» SFIDA 1: Converti in una tabella Markdown, con le colonne «N.» e «Testo», le righe delle voci che partono da quella contenente "sidewalk in this photo, one per instance." e arrivano fino alla fine delle voci, estremi compresi. Tralascia le righe vuote.

» ESTRATTO DEL TESTO:
════════════════

Benedetto XVI, papa emerito: mitezza e coraggio
Quando lasciai l’incarico di segretario di Stato, papa Francesco mi disse che avrei dovuto trasmettere la mia esperienza di testimone degli ultimi papi che sono entrati, più o meno nella mia vita: Pio XII, Giovanni XXIII, Paolo VI, Giovanni Paolo I, Giovanni Paolo II, Benedetto XVI e, infine, papa Francesco. Per iniziare ne è scaturito un libro intitolato “I miei Papi” che raccoglie ricordi personali, ma anche accenni delle grandi sfide che questi protagonisti massimi della Chiesa hanno affrontato. È vero, però, che quello al quale sono stato più vicino e amico è Benedetto XVI, papa emerito dal 28 febbraio 2013 dopo la storica e imprevedibile rinuncia al pontificato. Ora che ha raggiunto il termine della sua vita terrena emergono in tutta evidenza le straordinarie qualità di questo uomo, difficili da enumerare per intero perché vanno dal più ordinario vivere quotidiano allo straordinario impegno culturale e spirituale fino a portarlo al soglio pontificio.

════════════════

» SFIDA 2: Secondo l'estratto del testo, da quale data Benedetto XVI è papa emerito?

(Estratto da un insieme di dati)
════════════════

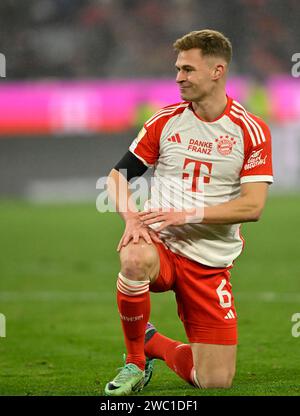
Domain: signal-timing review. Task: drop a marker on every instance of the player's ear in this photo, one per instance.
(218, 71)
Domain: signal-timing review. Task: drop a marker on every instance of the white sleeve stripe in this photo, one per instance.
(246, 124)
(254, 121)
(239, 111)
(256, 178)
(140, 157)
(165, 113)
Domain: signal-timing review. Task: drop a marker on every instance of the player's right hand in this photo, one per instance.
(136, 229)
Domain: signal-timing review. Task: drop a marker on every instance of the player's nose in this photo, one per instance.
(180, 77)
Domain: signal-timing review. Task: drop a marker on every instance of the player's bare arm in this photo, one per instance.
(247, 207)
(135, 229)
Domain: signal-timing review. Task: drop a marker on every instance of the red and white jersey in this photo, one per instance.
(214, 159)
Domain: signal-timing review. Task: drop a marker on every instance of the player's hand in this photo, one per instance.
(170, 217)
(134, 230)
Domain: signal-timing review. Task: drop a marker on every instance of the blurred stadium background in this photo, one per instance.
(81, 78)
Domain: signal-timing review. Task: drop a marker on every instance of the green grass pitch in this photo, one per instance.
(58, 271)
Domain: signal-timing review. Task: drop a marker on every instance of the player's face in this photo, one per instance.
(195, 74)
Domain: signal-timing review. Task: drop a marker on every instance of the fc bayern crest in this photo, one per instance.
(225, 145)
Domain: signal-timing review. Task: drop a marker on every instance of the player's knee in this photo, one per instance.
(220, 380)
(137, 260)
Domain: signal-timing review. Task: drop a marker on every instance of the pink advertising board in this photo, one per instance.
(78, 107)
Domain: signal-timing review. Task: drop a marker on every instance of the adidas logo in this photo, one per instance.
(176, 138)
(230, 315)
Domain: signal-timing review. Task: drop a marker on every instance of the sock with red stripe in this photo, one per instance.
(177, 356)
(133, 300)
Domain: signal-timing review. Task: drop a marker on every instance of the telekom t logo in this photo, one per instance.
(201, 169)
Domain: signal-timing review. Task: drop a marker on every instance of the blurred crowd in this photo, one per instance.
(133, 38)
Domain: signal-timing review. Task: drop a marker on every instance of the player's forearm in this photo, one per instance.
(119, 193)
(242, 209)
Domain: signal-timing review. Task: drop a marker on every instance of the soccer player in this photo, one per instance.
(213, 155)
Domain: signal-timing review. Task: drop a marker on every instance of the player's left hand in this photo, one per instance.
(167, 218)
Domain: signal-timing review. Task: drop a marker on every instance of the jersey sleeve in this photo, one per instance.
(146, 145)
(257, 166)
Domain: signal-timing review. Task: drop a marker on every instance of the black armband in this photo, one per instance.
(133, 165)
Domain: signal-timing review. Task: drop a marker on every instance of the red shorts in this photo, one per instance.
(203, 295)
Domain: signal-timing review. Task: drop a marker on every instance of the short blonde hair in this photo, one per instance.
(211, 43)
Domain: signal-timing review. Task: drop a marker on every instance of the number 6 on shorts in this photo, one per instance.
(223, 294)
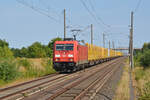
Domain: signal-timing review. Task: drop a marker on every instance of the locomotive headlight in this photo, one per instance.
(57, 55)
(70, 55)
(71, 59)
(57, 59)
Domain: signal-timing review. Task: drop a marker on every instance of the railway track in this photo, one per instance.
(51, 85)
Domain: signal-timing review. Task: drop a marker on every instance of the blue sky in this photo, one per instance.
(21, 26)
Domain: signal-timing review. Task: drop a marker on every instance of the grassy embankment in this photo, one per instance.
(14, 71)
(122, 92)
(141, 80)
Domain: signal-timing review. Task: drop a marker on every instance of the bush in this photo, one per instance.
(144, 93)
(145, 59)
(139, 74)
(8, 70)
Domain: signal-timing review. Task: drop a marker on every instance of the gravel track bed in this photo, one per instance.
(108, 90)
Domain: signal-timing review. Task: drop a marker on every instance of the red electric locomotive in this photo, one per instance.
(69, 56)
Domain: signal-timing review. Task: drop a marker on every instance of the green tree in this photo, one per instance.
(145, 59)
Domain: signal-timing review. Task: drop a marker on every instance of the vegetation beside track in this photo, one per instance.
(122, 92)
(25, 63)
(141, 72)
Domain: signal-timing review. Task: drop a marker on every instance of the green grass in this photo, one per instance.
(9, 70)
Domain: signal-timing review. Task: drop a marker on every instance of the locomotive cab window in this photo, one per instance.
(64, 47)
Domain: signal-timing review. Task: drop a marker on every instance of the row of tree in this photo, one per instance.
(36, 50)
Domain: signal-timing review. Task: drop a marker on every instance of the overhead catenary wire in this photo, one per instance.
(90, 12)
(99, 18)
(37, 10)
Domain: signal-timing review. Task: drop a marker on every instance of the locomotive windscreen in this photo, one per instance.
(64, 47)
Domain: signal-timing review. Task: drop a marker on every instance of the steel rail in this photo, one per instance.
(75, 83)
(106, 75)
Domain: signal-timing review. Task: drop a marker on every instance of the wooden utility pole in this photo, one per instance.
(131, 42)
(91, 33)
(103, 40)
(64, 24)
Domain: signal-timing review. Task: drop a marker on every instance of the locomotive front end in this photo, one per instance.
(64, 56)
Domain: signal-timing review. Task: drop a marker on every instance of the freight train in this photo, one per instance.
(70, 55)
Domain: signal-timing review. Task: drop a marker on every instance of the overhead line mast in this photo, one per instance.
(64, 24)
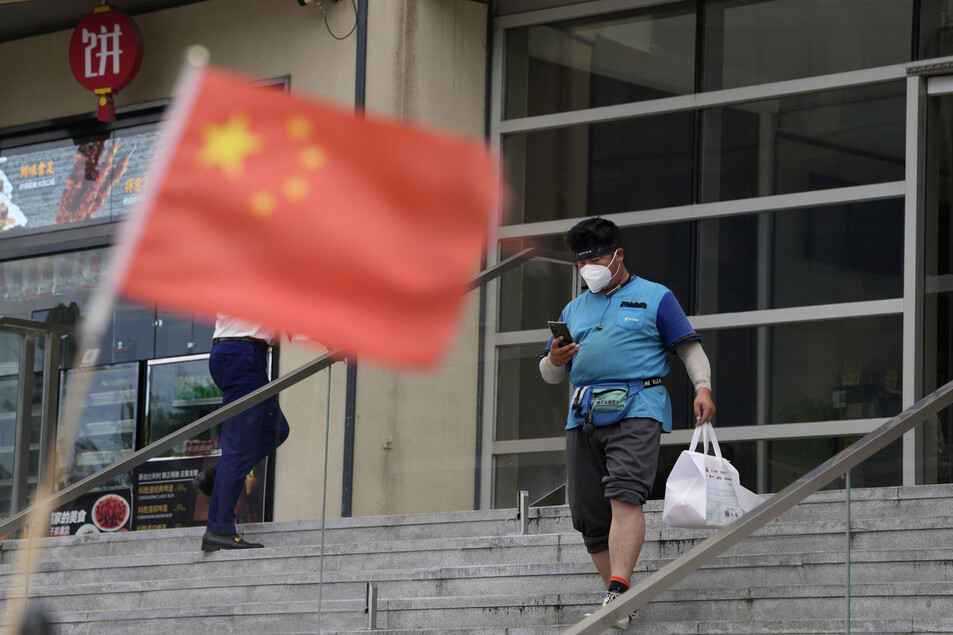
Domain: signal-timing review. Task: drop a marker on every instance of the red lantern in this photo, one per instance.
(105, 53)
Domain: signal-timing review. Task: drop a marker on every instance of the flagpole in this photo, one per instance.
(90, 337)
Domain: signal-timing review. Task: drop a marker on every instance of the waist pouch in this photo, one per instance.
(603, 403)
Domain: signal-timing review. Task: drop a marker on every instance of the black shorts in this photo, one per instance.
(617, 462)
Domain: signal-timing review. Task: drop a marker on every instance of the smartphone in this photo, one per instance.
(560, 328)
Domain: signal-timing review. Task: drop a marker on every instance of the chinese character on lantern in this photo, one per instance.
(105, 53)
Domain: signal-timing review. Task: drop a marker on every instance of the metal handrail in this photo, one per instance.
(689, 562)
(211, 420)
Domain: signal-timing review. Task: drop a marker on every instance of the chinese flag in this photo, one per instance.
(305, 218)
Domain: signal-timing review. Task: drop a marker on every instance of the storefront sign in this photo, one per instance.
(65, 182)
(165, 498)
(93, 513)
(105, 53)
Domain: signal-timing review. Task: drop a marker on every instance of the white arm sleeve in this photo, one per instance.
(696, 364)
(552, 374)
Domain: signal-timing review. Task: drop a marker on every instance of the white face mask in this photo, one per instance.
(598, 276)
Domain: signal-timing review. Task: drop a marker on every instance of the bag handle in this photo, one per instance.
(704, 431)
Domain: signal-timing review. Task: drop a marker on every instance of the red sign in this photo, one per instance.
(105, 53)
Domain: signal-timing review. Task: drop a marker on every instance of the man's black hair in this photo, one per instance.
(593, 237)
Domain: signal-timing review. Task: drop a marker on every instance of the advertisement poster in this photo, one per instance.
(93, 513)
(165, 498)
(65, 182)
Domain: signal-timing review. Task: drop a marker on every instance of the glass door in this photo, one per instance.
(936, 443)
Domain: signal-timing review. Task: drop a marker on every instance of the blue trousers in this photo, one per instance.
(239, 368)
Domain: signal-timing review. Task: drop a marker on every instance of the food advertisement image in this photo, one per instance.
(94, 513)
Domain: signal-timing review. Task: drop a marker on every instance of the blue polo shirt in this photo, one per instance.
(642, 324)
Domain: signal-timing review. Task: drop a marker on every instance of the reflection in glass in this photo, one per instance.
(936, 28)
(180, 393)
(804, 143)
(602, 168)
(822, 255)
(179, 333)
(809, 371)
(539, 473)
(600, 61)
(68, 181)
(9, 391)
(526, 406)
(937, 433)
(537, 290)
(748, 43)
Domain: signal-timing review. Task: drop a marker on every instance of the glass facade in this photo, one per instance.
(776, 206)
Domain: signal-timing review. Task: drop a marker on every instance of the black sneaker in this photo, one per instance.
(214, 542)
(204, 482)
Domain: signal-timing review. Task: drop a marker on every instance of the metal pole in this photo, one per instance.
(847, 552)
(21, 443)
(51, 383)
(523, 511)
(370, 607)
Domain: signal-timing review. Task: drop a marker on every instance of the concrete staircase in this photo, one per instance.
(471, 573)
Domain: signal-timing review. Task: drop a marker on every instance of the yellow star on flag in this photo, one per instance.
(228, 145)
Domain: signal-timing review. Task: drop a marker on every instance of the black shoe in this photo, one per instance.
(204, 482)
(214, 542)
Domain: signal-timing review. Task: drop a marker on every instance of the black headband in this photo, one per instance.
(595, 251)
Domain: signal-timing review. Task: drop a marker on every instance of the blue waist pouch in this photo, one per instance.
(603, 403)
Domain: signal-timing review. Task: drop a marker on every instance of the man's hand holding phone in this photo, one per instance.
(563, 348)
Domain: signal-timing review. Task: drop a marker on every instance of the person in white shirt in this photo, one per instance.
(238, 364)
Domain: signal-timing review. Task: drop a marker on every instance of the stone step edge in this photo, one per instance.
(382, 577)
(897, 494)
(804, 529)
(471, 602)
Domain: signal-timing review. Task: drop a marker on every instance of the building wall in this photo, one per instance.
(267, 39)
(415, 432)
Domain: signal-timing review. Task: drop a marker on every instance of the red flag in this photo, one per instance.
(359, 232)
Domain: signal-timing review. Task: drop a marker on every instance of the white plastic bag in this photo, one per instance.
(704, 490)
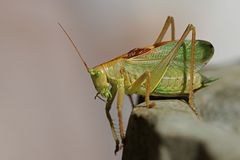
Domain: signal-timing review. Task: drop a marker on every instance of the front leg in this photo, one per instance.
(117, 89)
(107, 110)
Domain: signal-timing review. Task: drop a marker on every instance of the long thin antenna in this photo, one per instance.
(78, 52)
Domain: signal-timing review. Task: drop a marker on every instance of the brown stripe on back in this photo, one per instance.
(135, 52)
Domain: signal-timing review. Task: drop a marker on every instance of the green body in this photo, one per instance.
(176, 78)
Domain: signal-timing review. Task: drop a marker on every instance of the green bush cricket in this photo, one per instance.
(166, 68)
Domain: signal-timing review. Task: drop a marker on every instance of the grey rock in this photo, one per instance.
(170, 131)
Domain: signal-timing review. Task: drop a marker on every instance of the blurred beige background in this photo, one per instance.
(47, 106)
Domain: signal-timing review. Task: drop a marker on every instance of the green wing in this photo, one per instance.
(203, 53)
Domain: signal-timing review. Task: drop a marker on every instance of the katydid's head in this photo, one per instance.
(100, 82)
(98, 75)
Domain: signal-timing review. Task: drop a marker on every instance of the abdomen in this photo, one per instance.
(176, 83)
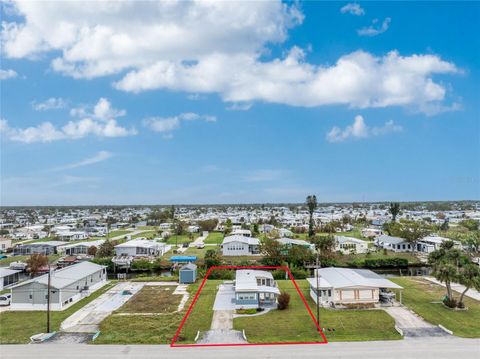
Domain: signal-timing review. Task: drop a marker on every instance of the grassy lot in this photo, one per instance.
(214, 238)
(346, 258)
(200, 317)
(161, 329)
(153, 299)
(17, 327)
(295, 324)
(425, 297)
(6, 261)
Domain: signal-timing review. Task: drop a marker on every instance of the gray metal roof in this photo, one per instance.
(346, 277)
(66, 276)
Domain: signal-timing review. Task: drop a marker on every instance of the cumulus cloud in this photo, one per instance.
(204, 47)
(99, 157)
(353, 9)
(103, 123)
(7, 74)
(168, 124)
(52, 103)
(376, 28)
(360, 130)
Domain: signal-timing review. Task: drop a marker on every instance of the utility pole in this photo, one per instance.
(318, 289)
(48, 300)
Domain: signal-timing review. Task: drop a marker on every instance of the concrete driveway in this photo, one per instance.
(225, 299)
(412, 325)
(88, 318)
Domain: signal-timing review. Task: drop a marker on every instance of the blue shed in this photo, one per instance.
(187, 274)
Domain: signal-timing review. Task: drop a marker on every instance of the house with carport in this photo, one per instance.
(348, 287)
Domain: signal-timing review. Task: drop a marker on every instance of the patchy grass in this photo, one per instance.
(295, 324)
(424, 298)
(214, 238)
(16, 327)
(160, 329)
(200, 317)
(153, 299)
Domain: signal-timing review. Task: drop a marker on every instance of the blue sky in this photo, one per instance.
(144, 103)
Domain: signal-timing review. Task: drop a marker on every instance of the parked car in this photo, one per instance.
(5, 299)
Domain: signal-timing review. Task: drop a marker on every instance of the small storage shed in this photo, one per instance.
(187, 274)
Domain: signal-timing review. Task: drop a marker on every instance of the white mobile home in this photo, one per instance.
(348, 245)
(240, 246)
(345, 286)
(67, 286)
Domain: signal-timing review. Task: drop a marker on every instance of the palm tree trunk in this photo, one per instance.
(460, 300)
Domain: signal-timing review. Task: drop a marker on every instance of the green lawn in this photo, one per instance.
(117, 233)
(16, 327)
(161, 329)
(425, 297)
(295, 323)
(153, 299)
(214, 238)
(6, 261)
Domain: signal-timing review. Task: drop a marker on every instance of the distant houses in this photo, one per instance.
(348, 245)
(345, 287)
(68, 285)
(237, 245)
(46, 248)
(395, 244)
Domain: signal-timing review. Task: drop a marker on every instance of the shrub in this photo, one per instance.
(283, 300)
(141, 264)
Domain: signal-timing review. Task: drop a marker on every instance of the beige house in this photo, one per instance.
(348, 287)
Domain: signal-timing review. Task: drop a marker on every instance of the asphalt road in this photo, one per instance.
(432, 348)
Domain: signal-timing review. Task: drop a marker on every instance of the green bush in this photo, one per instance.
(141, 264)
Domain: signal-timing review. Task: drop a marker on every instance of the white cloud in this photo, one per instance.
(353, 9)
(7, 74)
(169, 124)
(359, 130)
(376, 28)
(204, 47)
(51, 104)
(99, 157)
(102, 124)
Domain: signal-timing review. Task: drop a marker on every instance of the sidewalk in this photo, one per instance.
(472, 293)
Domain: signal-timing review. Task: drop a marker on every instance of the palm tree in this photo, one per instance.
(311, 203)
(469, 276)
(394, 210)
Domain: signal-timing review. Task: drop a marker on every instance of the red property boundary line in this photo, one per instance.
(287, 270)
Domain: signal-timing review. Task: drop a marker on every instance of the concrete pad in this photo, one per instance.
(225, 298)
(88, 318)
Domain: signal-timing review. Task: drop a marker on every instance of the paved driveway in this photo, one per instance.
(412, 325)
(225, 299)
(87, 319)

════════════════

» SOLUZIONE COMPLETA 1:
| N. | Testo |
|---|---|
| 1 | Domain: signal-timing review. Task: drop a marker on every instance of the sidewalk in this photo, one per instance. |
| 2 | (472, 293) |
| 3 | Domain: signal-timing review. Task: drop a marker on every instance of the palm tree in this photo, one per instance. |
| 4 | (311, 203) |
| 5 | (469, 276) |
| 6 | (394, 210) |
| 7 | Domain: signal-timing review. Task: drop a marker on every instance of the red property boundary line in this photo, one per instance. |
| 8 | (287, 270) |
| 9 | Domain: signal-timing review. Task: drop a marker on every instance of the concrete pad in this photo, one per instance. |
| 10 | (225, 298) |
| 11 | (88, 318) |
| 12 | Domain: signal-timing review. Task: drop a marker on every instance of the paved driveway in this photo, one per instance. |
| 13 | (412, 325) |
| 14 | (225, 299) |
| 15 | (87, 319) |

» SOLUZIONE COMPLETA 2: Dal 28 febbraio 2013.